**What you are asked to do:**
Repeat exactly, and only, the lines from the one containing "Wanted = one point per instance on the stone bridge" through the end of the records.

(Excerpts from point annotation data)
*****

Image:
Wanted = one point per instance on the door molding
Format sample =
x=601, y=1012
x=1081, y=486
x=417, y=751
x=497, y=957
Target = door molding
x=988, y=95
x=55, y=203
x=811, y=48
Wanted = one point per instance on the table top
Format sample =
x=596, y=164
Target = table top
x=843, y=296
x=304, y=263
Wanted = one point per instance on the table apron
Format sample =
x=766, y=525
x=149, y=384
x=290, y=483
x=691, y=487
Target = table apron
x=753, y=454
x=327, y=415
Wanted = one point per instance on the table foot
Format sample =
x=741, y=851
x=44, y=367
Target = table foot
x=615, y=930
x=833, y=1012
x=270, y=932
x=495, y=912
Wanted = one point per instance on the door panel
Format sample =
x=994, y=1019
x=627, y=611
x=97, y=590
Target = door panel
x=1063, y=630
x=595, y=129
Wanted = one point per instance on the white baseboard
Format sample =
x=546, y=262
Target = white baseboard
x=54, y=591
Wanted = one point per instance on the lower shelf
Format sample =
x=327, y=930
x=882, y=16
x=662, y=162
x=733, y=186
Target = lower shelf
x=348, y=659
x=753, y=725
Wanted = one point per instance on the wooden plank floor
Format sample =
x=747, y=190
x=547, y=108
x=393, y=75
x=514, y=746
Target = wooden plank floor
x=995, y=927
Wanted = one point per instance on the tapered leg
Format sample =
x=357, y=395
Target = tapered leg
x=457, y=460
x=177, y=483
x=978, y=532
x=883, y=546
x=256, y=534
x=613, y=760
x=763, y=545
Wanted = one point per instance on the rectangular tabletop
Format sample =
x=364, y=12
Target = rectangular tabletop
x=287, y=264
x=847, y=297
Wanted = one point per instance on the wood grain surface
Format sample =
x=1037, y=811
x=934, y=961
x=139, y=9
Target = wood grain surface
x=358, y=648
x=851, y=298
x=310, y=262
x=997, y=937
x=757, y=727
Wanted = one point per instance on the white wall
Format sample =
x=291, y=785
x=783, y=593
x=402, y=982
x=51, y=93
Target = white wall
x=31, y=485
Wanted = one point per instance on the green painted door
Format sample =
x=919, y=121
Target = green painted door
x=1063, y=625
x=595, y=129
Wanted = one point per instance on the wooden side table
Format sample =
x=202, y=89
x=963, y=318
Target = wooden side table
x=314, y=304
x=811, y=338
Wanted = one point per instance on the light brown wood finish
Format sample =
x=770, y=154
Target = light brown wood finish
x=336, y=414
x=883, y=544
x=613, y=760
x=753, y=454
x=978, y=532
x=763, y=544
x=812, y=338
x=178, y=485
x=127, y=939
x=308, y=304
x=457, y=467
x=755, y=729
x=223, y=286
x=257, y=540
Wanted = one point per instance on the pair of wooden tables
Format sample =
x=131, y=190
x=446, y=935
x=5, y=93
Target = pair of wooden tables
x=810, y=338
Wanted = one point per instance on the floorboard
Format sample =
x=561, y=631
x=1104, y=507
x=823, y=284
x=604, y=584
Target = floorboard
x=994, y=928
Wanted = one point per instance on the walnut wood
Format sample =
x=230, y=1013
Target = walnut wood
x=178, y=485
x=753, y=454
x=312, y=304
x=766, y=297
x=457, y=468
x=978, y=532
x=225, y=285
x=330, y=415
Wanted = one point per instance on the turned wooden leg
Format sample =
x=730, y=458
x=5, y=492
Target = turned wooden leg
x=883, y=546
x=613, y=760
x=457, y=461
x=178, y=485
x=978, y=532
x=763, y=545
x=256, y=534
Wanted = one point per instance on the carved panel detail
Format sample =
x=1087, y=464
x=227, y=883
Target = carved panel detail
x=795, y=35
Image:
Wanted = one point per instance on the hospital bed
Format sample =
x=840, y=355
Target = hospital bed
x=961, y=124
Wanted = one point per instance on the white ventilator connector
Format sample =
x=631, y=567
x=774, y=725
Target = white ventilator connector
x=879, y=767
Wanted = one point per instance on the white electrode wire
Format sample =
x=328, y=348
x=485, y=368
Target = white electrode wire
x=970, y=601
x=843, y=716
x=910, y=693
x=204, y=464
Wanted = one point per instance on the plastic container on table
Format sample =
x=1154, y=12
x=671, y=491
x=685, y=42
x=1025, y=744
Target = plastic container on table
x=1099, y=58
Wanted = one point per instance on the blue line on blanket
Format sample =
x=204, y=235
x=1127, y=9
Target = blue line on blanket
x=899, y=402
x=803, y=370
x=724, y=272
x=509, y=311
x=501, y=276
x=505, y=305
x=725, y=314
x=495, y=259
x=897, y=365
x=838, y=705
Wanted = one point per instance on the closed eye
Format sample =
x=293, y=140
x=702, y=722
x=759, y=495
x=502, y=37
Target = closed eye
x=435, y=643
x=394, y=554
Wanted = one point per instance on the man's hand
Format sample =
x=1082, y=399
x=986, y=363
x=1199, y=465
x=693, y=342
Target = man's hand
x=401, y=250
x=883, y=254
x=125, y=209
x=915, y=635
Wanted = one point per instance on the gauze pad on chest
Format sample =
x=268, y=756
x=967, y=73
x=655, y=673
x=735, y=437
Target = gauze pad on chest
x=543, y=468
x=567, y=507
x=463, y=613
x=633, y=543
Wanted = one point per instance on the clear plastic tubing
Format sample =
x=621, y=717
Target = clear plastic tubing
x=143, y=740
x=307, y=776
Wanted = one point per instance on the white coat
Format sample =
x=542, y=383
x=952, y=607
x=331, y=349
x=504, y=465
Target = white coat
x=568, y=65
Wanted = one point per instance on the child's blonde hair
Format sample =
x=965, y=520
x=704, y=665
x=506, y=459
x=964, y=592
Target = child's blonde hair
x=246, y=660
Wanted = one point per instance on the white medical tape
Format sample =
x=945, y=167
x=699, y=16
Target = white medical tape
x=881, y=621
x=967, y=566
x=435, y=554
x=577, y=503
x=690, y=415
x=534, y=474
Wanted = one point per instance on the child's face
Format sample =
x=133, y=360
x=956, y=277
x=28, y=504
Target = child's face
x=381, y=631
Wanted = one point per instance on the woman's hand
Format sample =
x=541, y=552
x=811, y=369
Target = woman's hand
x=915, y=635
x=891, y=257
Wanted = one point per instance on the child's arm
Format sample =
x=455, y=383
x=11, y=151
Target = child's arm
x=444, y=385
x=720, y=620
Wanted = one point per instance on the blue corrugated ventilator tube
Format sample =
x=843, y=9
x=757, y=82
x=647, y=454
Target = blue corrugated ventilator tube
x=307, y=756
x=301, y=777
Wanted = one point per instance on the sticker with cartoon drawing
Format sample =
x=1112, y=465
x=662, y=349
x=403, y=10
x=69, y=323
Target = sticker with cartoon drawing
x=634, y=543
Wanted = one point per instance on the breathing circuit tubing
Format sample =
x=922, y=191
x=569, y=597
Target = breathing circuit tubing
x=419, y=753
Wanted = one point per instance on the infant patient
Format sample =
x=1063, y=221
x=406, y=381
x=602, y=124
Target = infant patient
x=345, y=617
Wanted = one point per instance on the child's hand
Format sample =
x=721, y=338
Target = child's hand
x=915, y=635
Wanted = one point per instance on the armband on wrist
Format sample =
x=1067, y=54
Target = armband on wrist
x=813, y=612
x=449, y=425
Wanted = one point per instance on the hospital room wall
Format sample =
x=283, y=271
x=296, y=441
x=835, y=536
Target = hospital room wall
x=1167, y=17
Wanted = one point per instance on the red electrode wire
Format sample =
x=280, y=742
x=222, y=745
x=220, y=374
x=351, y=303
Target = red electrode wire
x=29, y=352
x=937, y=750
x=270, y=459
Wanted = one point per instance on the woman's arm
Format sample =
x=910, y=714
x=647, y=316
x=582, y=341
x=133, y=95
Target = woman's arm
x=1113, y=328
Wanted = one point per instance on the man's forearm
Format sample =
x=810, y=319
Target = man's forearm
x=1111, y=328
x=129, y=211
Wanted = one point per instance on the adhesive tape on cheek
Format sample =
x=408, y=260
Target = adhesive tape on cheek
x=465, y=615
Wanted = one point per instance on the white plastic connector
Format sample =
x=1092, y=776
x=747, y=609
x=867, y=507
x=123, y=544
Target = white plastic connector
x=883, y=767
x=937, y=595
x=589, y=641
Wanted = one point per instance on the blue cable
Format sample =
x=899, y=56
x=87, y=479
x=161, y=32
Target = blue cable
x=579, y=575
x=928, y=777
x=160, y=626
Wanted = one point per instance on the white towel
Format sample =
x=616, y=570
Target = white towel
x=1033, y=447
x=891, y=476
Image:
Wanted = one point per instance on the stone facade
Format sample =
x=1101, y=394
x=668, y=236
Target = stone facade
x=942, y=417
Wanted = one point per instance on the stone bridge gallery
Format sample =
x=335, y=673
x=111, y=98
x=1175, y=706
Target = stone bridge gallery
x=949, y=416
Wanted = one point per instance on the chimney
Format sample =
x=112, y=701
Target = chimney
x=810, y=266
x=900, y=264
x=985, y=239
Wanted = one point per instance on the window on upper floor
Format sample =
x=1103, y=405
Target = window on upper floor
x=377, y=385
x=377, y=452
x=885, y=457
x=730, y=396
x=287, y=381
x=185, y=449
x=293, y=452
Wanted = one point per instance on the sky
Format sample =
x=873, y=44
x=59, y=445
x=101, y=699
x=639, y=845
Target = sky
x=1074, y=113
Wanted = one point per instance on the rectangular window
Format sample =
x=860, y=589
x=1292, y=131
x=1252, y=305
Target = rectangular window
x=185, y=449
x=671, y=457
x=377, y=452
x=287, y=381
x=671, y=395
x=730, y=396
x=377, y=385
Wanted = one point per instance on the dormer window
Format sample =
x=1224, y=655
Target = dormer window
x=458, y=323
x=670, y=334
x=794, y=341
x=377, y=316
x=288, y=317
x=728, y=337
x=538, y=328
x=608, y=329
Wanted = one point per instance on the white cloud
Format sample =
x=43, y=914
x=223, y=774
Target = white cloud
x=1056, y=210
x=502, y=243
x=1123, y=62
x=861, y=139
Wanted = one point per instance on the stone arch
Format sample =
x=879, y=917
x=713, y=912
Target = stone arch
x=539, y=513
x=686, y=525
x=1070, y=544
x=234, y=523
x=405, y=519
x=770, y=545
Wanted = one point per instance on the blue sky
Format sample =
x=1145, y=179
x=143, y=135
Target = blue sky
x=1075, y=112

*****

**Response:**
Wanted = one point per instance on the stone bridge gallery
Format sample =
x=335, y=673
x=111, y=98
x=1175, y=706
Target = stone bridge gallery
x=949, y=416
Wanted = one point per instance on the chimney
Format sample =
x=112, y=701
Target = chimney
x=810, y=266
x=900, y=264
x=985, y=239
Wanted = one point per instance on the window on upper floor
Format sample =
x=1103, y=405
Target = window on upper floor
x=377, y=385
x=377, y=452
x=885, y=457
x=730, y=396
x=287, y=381
x=185, y=449
x=293, y=452
Wanted = one point per instance on the sky
Format sample =
x=873, y=44
x=59, y=445
x=101, y=699
x=639, y=845
Target = sky
x=1074, y=113
Wanted = one point per instance on the rectangular window
Format sample =
x=860, y=589
x=1292, y=131
x=1252, y=305
Target = rectangular window
x=185, y=449
x=671, y=457
x=377, y=452
x=287, y=381
x=671, y=395
x=730, y=396
x=377, y=385
Wanted = one point per instance on the dormer window
Format sample =
x=1224, y=655
Target = dormer window
x=458, y=323
x=670, y=334
x=794, y=341
x=377, y=316
x=288, y=317
x=728, y=337
x=538, y=328
x=608, y=329
Wanted = one point per instance on the white cloud
Format sample =
x=43, y=914
x=223, y=774
Target = white cloud
x=1056, y=210
x=502, y=243
x=1123, y=62
x=861, y=139
Wanted = one point per instance on the stone arch
Format sample =
x=879, y=917
x=713, y=912
Target = stone arch
x=539, y=513
x=686, y=525
x=1070, y=544
x=234, y=523
x=405, y=519
x=770, y=545
Wanted = one point per instance on the blue sky
Format sample =
x=1145, y=179
x=143, y=135
Target = blue sky
x=1075, y=112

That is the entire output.